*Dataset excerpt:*
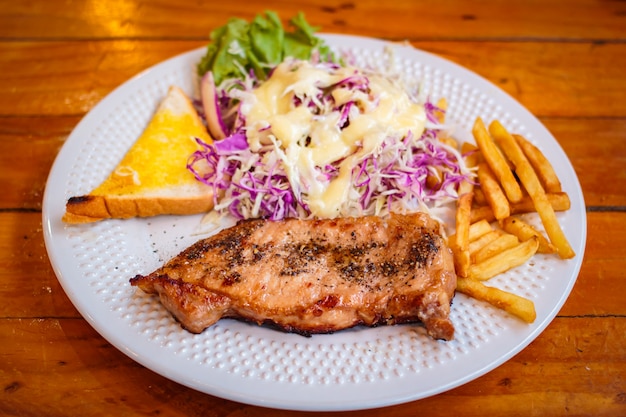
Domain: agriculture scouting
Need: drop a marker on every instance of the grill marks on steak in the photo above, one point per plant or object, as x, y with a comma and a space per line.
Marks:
313, 276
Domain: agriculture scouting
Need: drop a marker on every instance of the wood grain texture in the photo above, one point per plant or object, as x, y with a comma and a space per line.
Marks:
407, 19
576, 367
563, 60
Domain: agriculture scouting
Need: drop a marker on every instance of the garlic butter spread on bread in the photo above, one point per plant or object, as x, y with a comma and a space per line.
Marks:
152, 178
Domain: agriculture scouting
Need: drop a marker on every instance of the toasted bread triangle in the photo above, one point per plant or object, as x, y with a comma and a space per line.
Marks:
152, 178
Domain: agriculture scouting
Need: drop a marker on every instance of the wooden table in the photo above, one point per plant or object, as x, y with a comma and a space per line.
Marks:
564, 60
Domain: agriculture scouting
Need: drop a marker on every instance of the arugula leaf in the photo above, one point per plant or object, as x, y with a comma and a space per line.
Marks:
239, 46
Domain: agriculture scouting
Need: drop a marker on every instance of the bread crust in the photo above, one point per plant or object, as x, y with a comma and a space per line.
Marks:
93, 208
145, 200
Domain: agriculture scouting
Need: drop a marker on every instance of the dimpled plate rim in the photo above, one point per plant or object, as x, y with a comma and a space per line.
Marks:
349, 370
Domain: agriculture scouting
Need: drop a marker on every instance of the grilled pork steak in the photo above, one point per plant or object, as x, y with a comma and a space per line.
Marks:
313, 276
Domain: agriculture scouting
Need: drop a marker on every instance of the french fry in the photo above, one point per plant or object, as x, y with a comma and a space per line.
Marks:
496, 161
512, 303
504, 260
478, 229
460, 247
525, 231
493, 193
541, 165
479, 197
559, 201
502, 243
529, 179
479, 243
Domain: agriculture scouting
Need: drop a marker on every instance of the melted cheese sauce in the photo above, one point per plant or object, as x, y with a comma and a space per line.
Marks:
311, 139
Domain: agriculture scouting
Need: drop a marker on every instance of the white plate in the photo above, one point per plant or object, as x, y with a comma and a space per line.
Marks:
355, 369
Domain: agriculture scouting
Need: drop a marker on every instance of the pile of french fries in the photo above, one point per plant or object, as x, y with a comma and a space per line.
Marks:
512, 177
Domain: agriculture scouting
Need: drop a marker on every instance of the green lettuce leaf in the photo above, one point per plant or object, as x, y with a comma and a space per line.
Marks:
239, 47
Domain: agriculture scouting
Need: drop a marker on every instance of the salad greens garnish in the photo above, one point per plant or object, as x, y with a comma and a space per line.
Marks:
241, 46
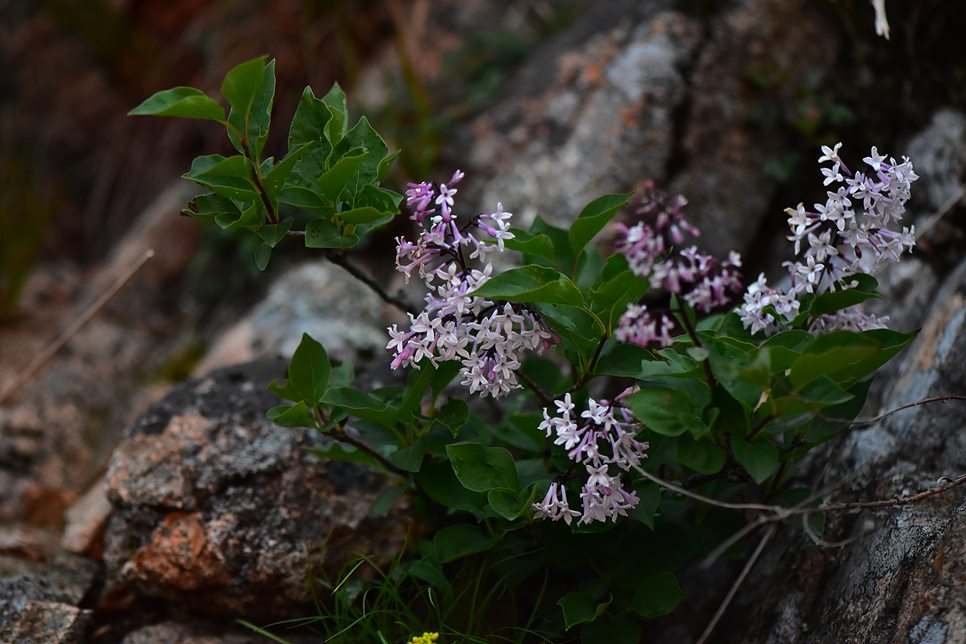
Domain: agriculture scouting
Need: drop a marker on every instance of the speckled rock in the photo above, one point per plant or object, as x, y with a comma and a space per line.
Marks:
900, 578
317, 298
195, 633
39, 601
218, 510
640, 90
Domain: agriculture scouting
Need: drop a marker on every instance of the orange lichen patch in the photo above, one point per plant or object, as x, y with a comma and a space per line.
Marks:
630, 114
593, 72
178, 555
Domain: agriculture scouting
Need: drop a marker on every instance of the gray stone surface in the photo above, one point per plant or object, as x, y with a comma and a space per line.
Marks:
317, 298
900, 579
219, 511
646, 90
39, 601
939, 156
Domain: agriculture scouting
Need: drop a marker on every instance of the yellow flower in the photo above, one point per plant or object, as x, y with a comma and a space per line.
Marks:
425, 638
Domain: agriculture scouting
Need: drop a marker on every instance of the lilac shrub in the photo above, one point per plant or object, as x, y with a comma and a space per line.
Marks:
704, 399
653, 252
604, 441
487, 337
837, 241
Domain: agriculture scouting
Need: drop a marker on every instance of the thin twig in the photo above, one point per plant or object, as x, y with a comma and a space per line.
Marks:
582, 379
341, 260
535, 388
700, 497
865, 422
734, 587
44, 356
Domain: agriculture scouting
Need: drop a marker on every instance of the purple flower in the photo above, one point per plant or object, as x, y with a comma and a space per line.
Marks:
842, 241
603, 444
487, 337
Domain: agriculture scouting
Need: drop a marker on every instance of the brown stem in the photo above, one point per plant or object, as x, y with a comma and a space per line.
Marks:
535, 388
735, 586
582, 379
339, 259
342, 437
865, 422
709, 376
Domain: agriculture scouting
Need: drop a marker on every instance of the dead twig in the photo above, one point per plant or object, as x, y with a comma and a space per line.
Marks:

*WHAT YOU SHOULD DO:*
Write every record out again exactly; no pictures belong in the copy.

*FINAL RESULT:*
Domain: agriculture scouting
Need: drop a marker on every instance of the grill marks on steak in the photo above, one point per plant or object, as x, y with a comma and a space per line.
Marks:
313, 276
Domain: agriculture scouting
Need: drop a marker on every instance of the wood grain texture in the photo above, one point per plant or object, as x, y with a comma and a space per line.
Marks:
407, 19
576, 367
563, 60
Domain: agriculture scouting
Need: drop a marker on every instance of the garlic butter spread on bread in the photo above, one point per plant or object, as x, y with a comma and a space per line.
Marks:
152, 178
Domain: agriculture scouting
Need: drop a marker on every instance of the toasted bread triangle in the photo above, one point per plant or object, as x, y with a comma and a space per line.
Marks:
152, 178
Domain: agriculture scouting
Need: drop a marker on every instance of the wooden table in the photo above, one point per plant or object, as x, y with a comma and a space per line.
Marks:
564, 60
Domain: agriculture scouting
Need: drop a marker on every instance of the arugula leaf in the photo above, one point per plant or object, as x, y with a comma and a space per line.
Marks:
239, 46
Domain: agriculture scouting
Need: drop a marker on every instance of the bread crust in the photo above, one point per plant or object, as x, y with a comma and a space per line.
Marks:
93, 208
145, 200
Domain: agriculture scouting
Need: drop a marker on every instance of the dimpled plate rim in the photo above, one point per plant or object, as x, y with a comma and a space per line.
Marks:
349, 370
Domain: agriculture scouting
Need: drop a marker on every instance of the grilled pork steak in the photo above, one point per plant or object, as x, y with a comma and a space per line.
Marks:
313, 276
Domain: agriculture scouting
Need: drop a marker on every instance of the french fry in the photo above, one point per plant or object, as x, y with a comma and a space per line.
Marks:
496, 161
512, 303
504, 260
478, 229
460, 247
525, 231
493, 193
541, 165
479, 197
559, 201
502, 243
529, 179
479, 243
Domain: agriculture scouting
Need: drop a marker on every instance of the melted cheese sauce in the photo above, one point per plant or object, as x, y with a comma and a space per line.
Marks:
311, 139
Domain: agriculture scouting
Need: drop a marker on every instance of the white plate in the photo above, one point per plant or object, as x, y with a comma and a space per line.
Marks:
355, 369
Domain: agriculture scouting
Need: drop a marker on every instance of the pile of french fries in the photo above, one point per plant or object, as x, y with a comma and a space per line.
Marks:
512, 177
Domain: agriculture scouting
Need: drop a marker on every instance of the green lettuce leaf in the photo above, one point per plant or object, as x, y with a comma and a space per line.
Marks:
239, 47
Domain: agriculture scouting
Need: drop a marker on every instance of the salad greens garnish in the photo above, one point per plant or object, as x, y with a comma and a space per line.
Marks:
241, 46
Domain: agriculture scouting
Need: drop a marker on every instance of the speckled rock in the photo above, one point per plant or object, as x, y with a comma and a space per line.
Marks:
900, 578
317, 298
195, 633
39, 601
218, 510
640, 90
Domain: agriculture scouting
Need: drop a marker on every instance of the orange lichen patch in the photo above, one point per plant or object, as x, y with a comma and a space per line.
Marks:
630, 114
593, 72
178, 555
Domain: agriculture scouting
Need: drop a marker on every instance of the gray stone surface in the photo above, one point per plant or object, as x, y with a comma and a space per line.
Marks:
317, 298
900, 579
219, 511
646, 90
39, 601
939, 156
Domain: agriculture scouting
Need: drop a marker on every instance of the yellow flower in the photo above, one point per plant or object, as x, y with a comma and a space per line.
Marks:
425, 638
Domain: agriculture scouting
Need: drop a marker on every instance of the lilac shrub in the photo above, one point per plant or object, as x, y with a comma and a space per line.
Marks:
704, 399
653, 252
604, 441
487, 337
837, 241
Domain: agriculture scouting
Need: drop a marker on every instance of the thin twig in the photo above, one point per plant or object, as x, y with a comma and a space per line.
Marks:
582, 379
341, 260
535, 388
700, 497
865, 422
734, 587
44, 356
Domain: agriculture scouting
Need: drop a marker on every instance of the purple flower in the photo above, one point per plant or object, as x, y with a comma and a space per line.
Marks:
842, 241
603, 444
487, 337
Domain: agriculture scouting
Need: drop a marker on every instance of the brown stem in the photo above, one point per plant or object, as x, y with a comma and a space per line.
Marks:
535, 388
735, 586
582, 379
339, 259
342, 437
865, 422
709, 376
Domain: agriculture scouting
Need: drop a marker on every instance of the dead twig in the photo above, one point per plant or object, as x, y with a comma and a space per line.
Marks:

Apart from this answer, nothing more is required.